[GIVEN ENTRIES — start]
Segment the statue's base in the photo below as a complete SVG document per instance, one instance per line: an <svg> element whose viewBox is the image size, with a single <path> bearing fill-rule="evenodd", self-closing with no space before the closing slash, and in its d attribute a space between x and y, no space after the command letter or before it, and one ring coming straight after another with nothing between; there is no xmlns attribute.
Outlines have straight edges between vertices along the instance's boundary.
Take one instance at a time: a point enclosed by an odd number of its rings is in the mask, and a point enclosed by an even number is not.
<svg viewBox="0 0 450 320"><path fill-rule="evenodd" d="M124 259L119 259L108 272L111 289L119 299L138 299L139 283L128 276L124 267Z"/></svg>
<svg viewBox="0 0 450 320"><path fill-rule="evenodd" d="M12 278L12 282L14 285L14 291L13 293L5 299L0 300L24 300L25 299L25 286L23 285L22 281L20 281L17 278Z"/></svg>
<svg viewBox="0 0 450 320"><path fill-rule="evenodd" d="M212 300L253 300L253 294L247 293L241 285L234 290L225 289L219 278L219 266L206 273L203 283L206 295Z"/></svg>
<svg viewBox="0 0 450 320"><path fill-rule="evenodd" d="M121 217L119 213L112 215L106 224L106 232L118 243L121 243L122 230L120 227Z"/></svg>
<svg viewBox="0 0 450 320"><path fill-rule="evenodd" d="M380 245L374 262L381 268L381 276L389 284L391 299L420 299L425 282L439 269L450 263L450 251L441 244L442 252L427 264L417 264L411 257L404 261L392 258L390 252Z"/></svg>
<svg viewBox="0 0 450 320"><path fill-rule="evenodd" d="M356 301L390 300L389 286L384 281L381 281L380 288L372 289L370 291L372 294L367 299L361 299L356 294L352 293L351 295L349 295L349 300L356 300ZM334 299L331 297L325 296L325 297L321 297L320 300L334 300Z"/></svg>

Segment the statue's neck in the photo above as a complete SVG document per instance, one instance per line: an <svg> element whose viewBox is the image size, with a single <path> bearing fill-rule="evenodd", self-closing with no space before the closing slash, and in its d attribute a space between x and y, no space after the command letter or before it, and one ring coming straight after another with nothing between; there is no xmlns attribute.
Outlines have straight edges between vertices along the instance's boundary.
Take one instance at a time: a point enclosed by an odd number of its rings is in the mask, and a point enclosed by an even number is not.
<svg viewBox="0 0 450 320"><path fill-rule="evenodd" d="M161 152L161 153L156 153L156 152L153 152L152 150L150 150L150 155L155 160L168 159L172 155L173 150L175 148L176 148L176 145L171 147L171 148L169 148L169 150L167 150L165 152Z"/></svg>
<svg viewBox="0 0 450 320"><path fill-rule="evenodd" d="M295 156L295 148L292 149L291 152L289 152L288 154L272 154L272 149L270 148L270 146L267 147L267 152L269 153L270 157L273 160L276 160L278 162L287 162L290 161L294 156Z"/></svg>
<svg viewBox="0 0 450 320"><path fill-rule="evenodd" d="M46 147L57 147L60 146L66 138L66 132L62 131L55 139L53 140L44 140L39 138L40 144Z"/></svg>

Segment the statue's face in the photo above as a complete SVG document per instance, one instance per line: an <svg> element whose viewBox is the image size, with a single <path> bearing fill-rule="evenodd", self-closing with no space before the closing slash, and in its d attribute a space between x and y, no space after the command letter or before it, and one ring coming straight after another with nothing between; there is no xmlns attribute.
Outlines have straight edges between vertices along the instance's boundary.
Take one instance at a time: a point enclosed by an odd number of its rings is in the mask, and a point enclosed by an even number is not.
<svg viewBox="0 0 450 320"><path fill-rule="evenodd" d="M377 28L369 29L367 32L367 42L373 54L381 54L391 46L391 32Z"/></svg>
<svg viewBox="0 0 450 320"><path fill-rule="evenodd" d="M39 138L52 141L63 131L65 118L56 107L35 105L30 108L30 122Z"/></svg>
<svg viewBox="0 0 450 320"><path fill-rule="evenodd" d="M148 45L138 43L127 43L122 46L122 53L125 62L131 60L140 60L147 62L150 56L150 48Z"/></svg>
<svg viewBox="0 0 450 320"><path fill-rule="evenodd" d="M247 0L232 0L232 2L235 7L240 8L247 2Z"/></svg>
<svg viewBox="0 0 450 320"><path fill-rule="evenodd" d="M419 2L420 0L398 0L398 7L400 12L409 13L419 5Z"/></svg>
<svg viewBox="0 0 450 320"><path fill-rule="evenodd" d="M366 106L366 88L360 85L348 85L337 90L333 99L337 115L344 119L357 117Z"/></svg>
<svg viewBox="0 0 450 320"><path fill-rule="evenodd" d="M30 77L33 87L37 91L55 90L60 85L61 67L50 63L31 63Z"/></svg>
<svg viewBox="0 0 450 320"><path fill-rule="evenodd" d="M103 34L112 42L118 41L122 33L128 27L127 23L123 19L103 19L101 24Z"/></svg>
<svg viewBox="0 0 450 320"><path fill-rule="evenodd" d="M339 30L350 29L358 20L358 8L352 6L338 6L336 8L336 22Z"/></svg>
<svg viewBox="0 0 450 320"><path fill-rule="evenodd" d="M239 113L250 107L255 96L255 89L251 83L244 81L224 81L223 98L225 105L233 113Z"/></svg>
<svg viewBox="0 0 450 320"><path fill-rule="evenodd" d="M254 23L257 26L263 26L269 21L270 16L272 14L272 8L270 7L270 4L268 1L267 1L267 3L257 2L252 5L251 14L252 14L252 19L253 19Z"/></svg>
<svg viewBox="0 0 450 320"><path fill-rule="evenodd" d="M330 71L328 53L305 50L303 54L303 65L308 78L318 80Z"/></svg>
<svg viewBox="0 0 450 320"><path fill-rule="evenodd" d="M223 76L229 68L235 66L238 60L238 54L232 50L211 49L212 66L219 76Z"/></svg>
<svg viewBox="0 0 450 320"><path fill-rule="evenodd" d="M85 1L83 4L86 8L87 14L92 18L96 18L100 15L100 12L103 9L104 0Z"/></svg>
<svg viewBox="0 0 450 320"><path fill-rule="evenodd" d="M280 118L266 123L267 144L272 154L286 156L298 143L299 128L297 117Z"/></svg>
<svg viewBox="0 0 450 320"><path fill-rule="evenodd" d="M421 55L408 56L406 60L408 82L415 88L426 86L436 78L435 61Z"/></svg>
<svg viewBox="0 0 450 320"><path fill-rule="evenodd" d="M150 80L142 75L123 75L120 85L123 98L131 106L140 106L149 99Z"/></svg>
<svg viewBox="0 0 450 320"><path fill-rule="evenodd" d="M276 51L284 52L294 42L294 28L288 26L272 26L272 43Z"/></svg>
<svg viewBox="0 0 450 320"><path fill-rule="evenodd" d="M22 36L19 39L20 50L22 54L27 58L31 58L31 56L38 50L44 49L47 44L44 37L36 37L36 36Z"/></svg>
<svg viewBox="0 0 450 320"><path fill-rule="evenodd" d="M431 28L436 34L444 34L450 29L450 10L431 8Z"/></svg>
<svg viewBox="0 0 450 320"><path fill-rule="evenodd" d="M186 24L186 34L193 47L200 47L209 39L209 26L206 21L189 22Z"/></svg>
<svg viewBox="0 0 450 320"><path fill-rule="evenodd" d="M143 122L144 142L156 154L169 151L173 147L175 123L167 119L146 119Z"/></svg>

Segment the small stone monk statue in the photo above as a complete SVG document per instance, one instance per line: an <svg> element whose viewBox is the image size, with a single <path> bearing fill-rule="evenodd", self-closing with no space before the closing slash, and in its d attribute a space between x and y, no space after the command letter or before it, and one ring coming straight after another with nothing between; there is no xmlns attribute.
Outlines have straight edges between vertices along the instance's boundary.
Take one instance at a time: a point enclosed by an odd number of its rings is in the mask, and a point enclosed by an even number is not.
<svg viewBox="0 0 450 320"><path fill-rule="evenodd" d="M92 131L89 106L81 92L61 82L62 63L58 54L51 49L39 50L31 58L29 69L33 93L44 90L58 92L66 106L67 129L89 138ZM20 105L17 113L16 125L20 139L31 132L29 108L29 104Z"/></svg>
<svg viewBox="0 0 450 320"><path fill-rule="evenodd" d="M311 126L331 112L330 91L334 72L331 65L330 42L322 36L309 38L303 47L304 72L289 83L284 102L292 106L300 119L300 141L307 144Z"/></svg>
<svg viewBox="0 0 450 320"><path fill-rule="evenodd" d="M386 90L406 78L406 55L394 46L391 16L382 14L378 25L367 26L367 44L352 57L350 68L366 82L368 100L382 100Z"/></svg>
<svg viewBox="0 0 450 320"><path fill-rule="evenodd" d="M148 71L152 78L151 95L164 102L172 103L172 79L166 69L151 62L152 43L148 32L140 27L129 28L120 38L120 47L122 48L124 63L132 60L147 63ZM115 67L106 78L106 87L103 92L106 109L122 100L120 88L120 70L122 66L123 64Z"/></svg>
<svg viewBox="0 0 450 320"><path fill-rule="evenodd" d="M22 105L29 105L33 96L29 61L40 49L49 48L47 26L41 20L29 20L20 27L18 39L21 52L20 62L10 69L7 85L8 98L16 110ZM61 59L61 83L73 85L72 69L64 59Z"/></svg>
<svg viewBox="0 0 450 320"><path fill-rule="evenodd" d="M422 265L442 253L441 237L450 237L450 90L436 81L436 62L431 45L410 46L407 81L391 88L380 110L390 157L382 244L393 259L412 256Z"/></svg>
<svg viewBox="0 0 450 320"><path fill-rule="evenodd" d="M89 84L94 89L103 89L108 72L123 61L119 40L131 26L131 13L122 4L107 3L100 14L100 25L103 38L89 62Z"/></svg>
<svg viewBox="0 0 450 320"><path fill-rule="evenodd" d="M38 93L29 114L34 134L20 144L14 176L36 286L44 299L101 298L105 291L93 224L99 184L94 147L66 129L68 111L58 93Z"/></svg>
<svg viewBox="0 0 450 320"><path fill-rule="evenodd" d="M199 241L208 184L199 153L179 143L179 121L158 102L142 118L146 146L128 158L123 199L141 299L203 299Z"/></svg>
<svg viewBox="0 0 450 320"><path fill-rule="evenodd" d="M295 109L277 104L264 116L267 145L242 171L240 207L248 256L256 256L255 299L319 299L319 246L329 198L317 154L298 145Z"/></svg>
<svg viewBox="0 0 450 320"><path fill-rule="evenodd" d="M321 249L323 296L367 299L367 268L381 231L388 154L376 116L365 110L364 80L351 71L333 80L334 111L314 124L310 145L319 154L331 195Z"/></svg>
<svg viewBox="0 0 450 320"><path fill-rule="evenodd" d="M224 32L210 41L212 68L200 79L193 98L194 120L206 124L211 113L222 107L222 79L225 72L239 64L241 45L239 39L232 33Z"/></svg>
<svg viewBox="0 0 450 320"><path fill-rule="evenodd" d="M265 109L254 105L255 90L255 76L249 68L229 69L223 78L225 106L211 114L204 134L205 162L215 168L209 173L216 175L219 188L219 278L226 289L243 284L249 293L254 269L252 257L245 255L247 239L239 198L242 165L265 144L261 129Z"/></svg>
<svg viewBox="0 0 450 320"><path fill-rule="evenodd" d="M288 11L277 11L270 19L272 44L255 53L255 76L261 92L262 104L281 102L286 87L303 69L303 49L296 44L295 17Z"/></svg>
[GIVEN ENTRIES — finish]
All lines in the preceding records that hold the word "above" need to be copied.

REPLY:
Segment the statue's neck in the photo above as a complete SVG document per instance, one instance per line: an <svg> element whose viewBox is the image size, with a single <path> bearing fill-rule="evenodd", self-closing with no space before the closing slash, and in its d attribute a space between x and y, no space after the command letter or before it, and one ring coming straight after another with nothing between; there is no xmlns attribute.
Segment the statue's face in the photo above as a complete SVG document per instance, one instance per line: an <svg> element whose viewBox is the image size, with a single <path> bearing fill-rule="evenodd", self-closing with no space before the closing slash, and in its d attribute a space between x and y, no space after the command letter or before it, and one ring coming straight after another with nothing between; there is no xmlns attribute.
Segment the small stone monk statue in the photo above as a complete SVG document per instance, one instance per line: an <svg> element whose viewBox is the image size, with a single <path> bearing fill-rule="evenodd", self-closing with no space before the closing slash, and in its d attribute a space between x and y, no space after the command letter or before it, and one ring coming straight after another with nothing between; there is no xmlns attribute.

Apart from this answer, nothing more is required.